# EXTRACT TO READ
They shuttered the school, Head Start, tribal day care and the community center. Community events went on pause. The annual July 4 Wildhorse Pow-Wow was canceled.
Yellowhawk Tribal Health Center, the tribe’s primary care provider, morphed into pandemic central, testing, diagnosing, contact tracing and now vaccinating tribal members and other Native Americans who rely on the clinic for health care.
So far, the reservation has battled back the virus with tenacity and reported one death. The testing positivity rate has consistently been better than Umatilla County’s rate. Yellowhawk started vaccinating a week earlier than the county after receiving a supply of the Pfizer-BioNTech vaccine which requires storage at ultra-low temperatures. The vials of vaccine found a home in an old freezer once used by the fisheries department to store lamprey specimens.

# TASK REQUIREMENTS
Repeat word for word everything in the passage on the reservation's pandemic response from "Yellowhawk Tribal Health" down to "store lamprey specimens.". The data that follows comes from a separate source, not from the text above.

# EXTRACTED DATA
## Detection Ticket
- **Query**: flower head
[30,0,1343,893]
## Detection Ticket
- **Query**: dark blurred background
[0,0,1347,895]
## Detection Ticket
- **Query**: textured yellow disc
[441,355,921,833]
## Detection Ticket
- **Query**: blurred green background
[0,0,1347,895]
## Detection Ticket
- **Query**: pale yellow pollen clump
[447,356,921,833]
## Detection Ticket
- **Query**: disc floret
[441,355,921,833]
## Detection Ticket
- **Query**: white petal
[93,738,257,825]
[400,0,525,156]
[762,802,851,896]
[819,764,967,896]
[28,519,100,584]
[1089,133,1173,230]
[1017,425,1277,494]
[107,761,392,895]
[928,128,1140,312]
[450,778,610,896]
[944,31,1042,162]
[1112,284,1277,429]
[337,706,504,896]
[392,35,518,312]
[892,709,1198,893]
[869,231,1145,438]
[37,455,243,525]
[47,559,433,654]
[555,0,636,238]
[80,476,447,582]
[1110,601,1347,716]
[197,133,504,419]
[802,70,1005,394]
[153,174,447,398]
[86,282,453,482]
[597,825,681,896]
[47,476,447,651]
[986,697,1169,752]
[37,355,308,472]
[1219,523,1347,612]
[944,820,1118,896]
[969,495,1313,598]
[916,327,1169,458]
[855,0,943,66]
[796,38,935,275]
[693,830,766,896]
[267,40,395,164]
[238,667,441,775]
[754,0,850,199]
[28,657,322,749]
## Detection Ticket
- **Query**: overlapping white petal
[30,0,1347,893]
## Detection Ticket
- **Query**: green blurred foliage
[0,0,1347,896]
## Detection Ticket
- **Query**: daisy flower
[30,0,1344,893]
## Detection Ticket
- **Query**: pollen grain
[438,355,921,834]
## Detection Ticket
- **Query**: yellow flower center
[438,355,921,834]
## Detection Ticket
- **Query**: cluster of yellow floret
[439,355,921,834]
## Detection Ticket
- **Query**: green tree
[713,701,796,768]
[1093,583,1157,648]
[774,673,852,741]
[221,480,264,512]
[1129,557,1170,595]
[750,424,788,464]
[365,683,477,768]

# OUTPUT OF THE TASK
Yellowhawk Tribal Health Center, the tribe’s primary care provider, morphed into pandemic central, testing, diagnosing, contact tracing and now vaccinating tribal members and other Native Americans who rely on the clinic for health care.
So far, the reservation has battled back the virus with tenacity and reported one death. The testing positivity rate has consistently been better than Umatilla County’s rate. Yellowhawk started vaccinating a week earlier than the county after receiving a supply of the Pfizer-BioNTech vaccine which requires storage at ultra-low temperatures. The vials of vaccine found a home in an old freezer once used by the fisheries department to store lamprey specimens.